### Tasks to complete:
A: Transcribe the stretch of the article on marijuana use from "The year of" through "tests last year.".
B: Answer these questions using the article on marijuana use.
(i) By what percentage was the ETFMG Alternative Harvest fund recently up so far this year?
(ii) How many drug tests did Quest Diagnostics conduct last year?
(iii) What share of people tested with hair samples showed positive in 2020?

### Text passage:
· · · · · · ·

The year of the COVID-19 pandemic also appears to have been a year that more Americans got high. At least that’s where new research points.
Investors the ETFMG Alternative Harvest (ticker: MJ) exchange-traded fund, which holds a basket of marijuana-related stocks, will no doubt be smiling blissfully at the news. The fund was recently up 46% so far this year compared to gains of 12% for the S&P 500 index over the same period, according to Yahoo data. Neither figure includes dividends.
Billowing Use of Marijuana During in COVID-19 Pandemic
Drug testing of potential employees as well as testing of people who were recently involved in accidents showed there was a surge in cannabis use in 2020, according to drug testing firm Quest Diagnostics. The firm conducted 9 million such tests last year.
“[...] the rate of drug positivity remained stubbornly high despite seismic shifts to the workplace caused by the COVID-19 pandemic,” said Barry Sample, a senior director of science and technology at Quest Diagnostics DGX +0.1%, in a statement.
More than one-in-eight of people given an oral fluid test showed evidence of marijuana use last year, up from less than one-in-10 in 2019, the company data show. Testing using hair samples also showed a surge with one-in-11 of the population testing positive in 2020 versus one-in-fourteen the previous year. Urine tests saw an increase in positive results for pot although they were much lower than with the other tests.

· · · · · · ·

Region pointing data

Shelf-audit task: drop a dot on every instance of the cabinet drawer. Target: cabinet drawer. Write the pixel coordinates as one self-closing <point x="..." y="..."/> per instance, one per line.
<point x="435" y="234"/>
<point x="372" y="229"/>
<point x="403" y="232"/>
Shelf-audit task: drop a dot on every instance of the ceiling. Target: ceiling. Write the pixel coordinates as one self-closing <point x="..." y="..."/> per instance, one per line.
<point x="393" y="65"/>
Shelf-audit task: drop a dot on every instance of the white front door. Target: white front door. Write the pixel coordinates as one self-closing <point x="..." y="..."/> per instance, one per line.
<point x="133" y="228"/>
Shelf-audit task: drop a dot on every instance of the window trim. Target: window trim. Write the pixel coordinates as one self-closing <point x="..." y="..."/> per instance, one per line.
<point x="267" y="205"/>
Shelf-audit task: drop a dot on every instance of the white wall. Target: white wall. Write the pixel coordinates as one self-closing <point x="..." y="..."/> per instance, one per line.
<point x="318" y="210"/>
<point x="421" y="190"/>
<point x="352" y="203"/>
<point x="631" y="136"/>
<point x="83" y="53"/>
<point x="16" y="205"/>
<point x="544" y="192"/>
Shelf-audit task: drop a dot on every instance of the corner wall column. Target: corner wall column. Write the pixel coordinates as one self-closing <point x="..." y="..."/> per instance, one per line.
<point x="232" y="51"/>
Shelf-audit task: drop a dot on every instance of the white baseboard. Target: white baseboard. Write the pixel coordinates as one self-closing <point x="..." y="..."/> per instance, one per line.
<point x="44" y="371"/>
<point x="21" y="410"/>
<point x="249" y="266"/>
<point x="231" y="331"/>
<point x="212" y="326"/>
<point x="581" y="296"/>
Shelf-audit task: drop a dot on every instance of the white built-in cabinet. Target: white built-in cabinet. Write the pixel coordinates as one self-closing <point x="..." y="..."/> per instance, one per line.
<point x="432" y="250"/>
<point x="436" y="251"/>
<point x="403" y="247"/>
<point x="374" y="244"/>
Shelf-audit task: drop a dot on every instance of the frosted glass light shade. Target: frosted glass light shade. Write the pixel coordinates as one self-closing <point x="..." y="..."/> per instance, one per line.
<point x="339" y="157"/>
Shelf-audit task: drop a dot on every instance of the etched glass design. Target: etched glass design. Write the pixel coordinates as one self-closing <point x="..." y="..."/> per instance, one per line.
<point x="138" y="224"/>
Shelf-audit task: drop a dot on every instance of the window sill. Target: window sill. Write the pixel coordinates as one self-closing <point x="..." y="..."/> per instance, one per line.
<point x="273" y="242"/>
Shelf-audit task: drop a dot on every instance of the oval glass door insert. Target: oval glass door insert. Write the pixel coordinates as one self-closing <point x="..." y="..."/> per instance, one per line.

· · · · · · ·

### Responses by task:
A:
The year of the COVID-19 pandemic also appears to have been a year that more Americans got high. At least that’s where new research points.
Investors the ETFMG Alternative Harvest (ticker: MJ) exchange-traded fund, which holds a basket of marijuana-related stocks, will no doubt be smiling blissfully at the news. The fund was recently up 46% so far this year compared to gains of 12% for the S&P 500 index over the same period, according to Yahoo data. Neither figure includes dividends.
Billowing Use of Marijuana During in COVID-19 Pandemic
Drug testing of potential employees as well as testing of people who were recently involved in accidents showed there was a surge in cannabis use in 2020, according to drug testing firm Quest Diagnostics. The firm conducted 9 million such tests last year.

B:
(i) 46%
(ii) 9 million
(iii) One-in-11